▸ EXERCISE:
Please print all of the entries, matching them exactly.

▸ TASK DATA:

= Beginning of Section =

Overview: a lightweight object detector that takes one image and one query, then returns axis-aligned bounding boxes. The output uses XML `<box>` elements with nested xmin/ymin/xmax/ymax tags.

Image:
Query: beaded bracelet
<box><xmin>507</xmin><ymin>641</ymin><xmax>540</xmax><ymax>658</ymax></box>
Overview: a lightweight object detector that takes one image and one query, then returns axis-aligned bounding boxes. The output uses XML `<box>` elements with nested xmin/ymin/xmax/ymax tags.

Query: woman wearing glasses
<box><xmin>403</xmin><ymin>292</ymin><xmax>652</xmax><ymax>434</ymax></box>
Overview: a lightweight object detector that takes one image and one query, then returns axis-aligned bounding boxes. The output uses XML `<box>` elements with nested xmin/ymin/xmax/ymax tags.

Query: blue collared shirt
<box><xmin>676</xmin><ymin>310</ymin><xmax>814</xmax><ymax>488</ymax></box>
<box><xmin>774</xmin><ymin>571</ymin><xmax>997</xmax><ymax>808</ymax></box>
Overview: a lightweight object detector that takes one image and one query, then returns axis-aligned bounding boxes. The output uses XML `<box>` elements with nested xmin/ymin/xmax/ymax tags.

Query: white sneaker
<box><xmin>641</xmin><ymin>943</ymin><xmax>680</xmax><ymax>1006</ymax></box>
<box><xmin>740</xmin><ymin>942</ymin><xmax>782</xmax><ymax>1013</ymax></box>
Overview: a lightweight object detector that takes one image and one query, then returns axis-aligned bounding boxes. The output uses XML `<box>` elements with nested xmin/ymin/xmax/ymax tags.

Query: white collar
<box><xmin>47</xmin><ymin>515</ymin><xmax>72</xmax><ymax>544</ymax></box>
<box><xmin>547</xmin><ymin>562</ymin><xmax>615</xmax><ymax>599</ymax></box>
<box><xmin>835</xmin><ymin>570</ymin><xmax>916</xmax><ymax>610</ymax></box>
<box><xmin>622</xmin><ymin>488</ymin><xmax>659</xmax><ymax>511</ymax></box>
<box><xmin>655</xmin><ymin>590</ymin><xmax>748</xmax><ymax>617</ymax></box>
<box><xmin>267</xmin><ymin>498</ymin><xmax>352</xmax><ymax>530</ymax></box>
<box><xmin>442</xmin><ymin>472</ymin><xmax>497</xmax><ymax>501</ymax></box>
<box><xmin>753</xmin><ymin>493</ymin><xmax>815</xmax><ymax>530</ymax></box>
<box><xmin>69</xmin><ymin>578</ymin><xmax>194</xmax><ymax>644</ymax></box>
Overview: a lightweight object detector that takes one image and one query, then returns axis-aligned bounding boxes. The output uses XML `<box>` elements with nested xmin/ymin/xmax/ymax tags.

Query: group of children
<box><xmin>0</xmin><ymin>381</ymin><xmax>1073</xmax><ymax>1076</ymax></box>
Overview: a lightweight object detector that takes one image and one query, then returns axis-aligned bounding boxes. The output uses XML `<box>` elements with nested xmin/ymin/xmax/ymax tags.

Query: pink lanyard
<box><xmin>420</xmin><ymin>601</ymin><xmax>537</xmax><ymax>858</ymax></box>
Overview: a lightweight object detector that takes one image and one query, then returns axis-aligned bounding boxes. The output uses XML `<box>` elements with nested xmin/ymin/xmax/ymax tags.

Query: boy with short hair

= End of Section =

▸ ANSWER TO THE EXERCISE:
Overview: a lightweight object detector that takes one image and one query, then returns axis-aligned bounding boxes. The output uses XML `<box>` elements with nested xmin/ymin/xmax/ymax tags.

Image:
Query: beaded bracelet
<box><xmin>507</xmin><ymin>641</ymin><xmax>540</xmax><ymax>658</ymax></box>
Overview: a lightweight object detector that takes one image and one query, then returns axis-aligned bounding boxes. The output uses XML `<box>` elements with nested xmin/ymin/xmax/ymax tags.

Query: woman wearing glasses
<box><xmin>403</xmin><ymin>292</ymin><xmax>652</xmax><ymax>434</ymax></box>
Overview: a lightweight object detector that takes one image and one query, then returns axis-aligned bounding boxes. The output uses XML `<box>` elements with nested xmin/ymin/xmax/ymax tags.

Query: blue collared shirt
<box><xmin>676</xmin><ymin>310</ymin><xmax>814</xmax><ymax>488</ymax></box>
<box><xmin>774</xmin><ymin>571</ymin><xmax>997</xmax><ymax>808</ymax></box>
Overview: a lightweight object detector that takes one image and one query, then returns axis-aligned bounding boxes. The output uses XML `<box>` elements with nested xmin/ymin/xmax/ymax tags.

Query: white sneaker
<box><xmin>641</xmin><ymin>943</ymin><xmax>680</xmax><ymax>1006</ymax></box>
<box><xmin>740</xmin><ymin>942</ymin><xmax>782</xmax><ymax>1013</ymax></box>
Overview: a lightweight object detector that takes one image and one query, then returns axis-aligned bounding boxes. The output uses XML `<box>` elements with nested xmin/ymin/xmax/ymax tags.

Query: white collar
<box><xmin>47</xmin><ymin>515</ymin><xmax>72</xmax><ymax>544</ymax></box>
<box><xmin>547</xmin><ymin>562</ymin><xmax>615</xmax><ymax>599</ymax></box>
<box><xmin>835</xmin><ymin>570</ymin><xmax>916</xmax><ymax>610</ymax></box>
<box><xmin>622</xmin><ymin>488</ymin><xmax>659</xmax><ymax>511</ymax></box>
<box><xmin>655</xmin><ymin>590</ymin><xmax>748</xmax><ymax>617</ymax></box>
<box><xmin>267</xmin><ymin>498</ymin><xmax>352</xmax><ymax>530</ymax></box>
<box><xmin>442</xmin><ymin>472</ymin><xmax>497</xmax><ymax>501</ymax></box>
<box><xmin>753</xmin><ymin>493</ymin><xmax>815</xmax><ymax>530</ymax></box>
<box><xmin>69</xmin><ymin>578</ymin><xmax>194</xmax><ymax>644</ymax></box>
Overview: a lightweight object detector that takes one image and one query, then returns axis-aligned bounding boxes. The output uses XML `<box>` elements with nested xmin/ymin/xmax/ymax tags.

Query: group of children
<box><xmin>0</xmin><ymin>381</ymin><xmax>1073</xmax><ymax>1076</ymax></box>
Overview: a lightweight object detector that takes one image and one query, then returns axis-aligned bounding boxes. The output uses XML `<box>` elements with nested xmin/ymin/xmax/ymax tags.

Query: pink lanyard
<box><xmin>420</xmin><ymin>601</ymin><xmax>537</xmax><ymax>858</ymax></box>
Overview: a lightweight object detector that takes one image and one query, then returns axis-aligned bounding boxes. The output uses XML `<box>` elements with nested xmin/ymin/xmax/ymax tags.

Query: boy with short hair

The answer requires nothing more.